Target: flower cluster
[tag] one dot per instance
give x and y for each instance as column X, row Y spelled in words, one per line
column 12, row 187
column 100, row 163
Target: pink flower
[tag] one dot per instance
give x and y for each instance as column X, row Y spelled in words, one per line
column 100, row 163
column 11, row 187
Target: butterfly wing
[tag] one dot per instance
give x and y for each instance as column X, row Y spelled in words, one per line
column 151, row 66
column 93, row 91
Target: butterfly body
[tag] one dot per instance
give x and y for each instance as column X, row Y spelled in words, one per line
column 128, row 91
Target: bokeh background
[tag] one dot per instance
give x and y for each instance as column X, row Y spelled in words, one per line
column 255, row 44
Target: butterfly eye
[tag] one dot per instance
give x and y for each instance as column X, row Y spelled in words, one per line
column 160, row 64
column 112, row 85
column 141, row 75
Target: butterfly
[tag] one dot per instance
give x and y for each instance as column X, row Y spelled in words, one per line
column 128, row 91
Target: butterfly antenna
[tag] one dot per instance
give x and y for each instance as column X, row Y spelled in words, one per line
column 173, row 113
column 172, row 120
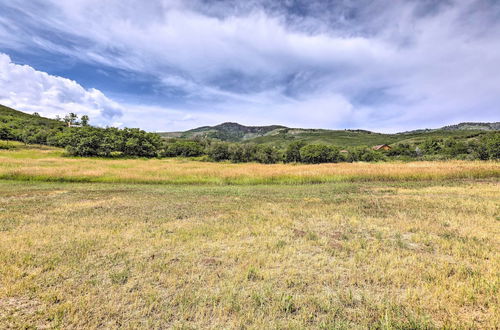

▶ [INSTRUCTIONS FOR THE TASK]:
Copy the whole listing above word for word but do not carry over the pictures.

▶ [EXPECTED ANSWER]:
Target: flower cluster
[tag] one dot per instance
give x and y for each instance as column X, row Y spelled in words, one per line
column 12, row 187
column 100, row 163
Target: pink flower
[tag] one dot per instance
give x and y for each instance as column X, row Y spelled in words, one per line
column 100, row 163
column 11, row 187
Target: butterfly wing
[tag] one dot per instance
give x and y for each instance as column X, row Y spelled in words, one per line
column 151, row 66
column 93, row 91
Target: butterfly body
[tag] one dot per instance
give x and y for each instance as column X, row Y spelled in words, one per line
column 128, row 91
Target: bokeh background
[tag] one dot per instance
give x and y for each instance as column X, row Y spelled in words, one per line
column 255, row 44
Target: butterfly eye
[tag] one dot per instance
give x and y for each instance as column X, row Y spelled in words, one per line
column 160, row 64
column 112, row 85
column 141, row 75
Target: butterfly
[tag] one dot per instance
give x and y for each instance as column X, row Y spelled in words, one per line
column 128, row 91
Target: butterfly antenna
[tag] one dot per instance
give x and y for each instance as column X, row Y spelled in words, one per line
column 173, row 113
column 172, row 120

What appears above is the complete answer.